| Exercise details |
After locating "Phrase -- starry sky" in the listing below, copy that line and each one after it exactly, ending with the line that has "Phrase -- branch".

| Data listing |
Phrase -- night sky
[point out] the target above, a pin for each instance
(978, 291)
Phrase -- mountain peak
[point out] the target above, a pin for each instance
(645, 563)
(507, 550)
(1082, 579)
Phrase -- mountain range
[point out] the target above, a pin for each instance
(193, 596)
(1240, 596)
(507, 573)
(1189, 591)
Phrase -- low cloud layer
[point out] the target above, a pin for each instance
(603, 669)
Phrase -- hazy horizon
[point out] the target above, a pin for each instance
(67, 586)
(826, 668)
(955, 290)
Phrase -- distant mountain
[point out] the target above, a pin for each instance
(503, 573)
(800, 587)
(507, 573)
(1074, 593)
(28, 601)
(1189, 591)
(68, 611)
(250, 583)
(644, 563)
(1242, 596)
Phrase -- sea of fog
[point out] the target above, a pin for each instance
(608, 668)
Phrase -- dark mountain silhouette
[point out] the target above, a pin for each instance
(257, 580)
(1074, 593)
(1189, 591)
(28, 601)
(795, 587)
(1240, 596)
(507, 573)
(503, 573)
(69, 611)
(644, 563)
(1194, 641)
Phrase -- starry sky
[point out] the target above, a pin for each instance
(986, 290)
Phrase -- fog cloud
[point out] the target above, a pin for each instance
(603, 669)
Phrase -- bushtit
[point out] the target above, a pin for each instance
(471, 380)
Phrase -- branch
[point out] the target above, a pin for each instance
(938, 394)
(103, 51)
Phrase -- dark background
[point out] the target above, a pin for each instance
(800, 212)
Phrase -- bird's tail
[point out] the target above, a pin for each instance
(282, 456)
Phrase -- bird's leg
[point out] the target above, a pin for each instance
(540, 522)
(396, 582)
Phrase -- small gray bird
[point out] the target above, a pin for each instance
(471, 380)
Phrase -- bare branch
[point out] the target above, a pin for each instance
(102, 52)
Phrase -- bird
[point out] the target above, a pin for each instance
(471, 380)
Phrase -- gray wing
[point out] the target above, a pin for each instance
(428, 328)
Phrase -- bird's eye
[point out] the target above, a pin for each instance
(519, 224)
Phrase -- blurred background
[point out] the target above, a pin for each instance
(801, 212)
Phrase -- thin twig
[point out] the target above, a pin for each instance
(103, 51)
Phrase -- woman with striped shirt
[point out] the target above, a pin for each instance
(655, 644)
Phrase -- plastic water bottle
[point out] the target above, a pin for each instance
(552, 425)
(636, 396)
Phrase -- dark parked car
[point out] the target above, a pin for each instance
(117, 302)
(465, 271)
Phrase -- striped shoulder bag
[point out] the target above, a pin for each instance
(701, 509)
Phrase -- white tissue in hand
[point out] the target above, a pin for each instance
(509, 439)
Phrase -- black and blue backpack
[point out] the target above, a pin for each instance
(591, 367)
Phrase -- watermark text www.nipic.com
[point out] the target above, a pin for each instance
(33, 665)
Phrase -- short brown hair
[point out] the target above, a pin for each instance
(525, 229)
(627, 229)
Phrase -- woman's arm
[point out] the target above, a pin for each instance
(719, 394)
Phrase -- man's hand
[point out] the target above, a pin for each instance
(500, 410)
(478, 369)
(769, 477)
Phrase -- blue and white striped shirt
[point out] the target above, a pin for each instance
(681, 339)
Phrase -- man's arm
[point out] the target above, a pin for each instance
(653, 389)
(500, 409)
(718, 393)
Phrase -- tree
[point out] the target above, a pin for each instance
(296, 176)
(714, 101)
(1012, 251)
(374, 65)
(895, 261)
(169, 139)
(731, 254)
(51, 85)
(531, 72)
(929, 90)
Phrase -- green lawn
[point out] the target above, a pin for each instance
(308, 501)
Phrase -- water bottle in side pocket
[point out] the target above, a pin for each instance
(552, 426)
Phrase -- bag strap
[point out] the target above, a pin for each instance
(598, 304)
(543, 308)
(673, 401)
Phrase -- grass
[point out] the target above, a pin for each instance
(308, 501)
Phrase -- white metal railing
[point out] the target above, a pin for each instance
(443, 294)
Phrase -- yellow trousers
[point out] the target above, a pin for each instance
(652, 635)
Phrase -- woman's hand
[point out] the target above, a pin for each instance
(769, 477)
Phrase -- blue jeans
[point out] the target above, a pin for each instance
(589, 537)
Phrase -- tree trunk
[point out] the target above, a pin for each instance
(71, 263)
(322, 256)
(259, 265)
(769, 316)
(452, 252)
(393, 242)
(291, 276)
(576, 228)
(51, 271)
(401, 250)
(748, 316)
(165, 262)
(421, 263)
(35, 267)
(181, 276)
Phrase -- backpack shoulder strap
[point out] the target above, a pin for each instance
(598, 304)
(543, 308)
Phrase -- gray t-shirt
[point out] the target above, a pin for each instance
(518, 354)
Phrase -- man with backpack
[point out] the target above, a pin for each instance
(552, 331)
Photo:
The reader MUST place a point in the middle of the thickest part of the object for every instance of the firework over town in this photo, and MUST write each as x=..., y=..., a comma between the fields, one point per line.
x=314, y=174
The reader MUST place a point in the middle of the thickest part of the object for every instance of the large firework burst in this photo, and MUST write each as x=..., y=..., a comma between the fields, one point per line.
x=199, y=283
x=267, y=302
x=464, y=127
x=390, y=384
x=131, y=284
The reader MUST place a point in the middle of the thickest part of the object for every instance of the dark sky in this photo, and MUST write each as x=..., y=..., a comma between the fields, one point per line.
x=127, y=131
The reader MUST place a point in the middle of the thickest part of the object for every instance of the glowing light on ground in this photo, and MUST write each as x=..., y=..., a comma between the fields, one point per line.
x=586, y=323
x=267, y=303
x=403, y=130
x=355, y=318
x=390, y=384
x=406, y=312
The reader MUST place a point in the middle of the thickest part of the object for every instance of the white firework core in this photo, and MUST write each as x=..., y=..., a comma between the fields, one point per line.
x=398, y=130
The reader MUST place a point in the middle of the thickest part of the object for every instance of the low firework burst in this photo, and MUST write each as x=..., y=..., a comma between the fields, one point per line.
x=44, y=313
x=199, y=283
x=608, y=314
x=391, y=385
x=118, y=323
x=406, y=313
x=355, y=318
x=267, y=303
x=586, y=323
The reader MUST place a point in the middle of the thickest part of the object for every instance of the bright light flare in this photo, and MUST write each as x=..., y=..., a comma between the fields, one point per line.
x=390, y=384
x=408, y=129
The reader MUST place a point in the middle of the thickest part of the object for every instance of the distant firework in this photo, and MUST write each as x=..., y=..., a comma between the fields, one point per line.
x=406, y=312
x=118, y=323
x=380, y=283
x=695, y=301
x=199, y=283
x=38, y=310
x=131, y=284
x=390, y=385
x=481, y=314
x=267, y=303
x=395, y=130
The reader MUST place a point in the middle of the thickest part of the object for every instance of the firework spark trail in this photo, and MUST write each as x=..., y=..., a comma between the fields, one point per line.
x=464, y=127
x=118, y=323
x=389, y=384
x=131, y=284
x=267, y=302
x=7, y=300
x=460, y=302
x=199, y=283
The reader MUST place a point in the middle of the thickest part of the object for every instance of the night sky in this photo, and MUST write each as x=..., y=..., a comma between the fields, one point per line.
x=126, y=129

| Output |
Phrase -- starry sky
[point out] the target above, a pin for each instance
(986, 290)
Phrase -- fog cloud
[point out] the target above, a pin for each instance
(603, 669)
Phrase -- bushtit
[point out] the target above, a pin for each instance
(471, 380)
Phrase -- branch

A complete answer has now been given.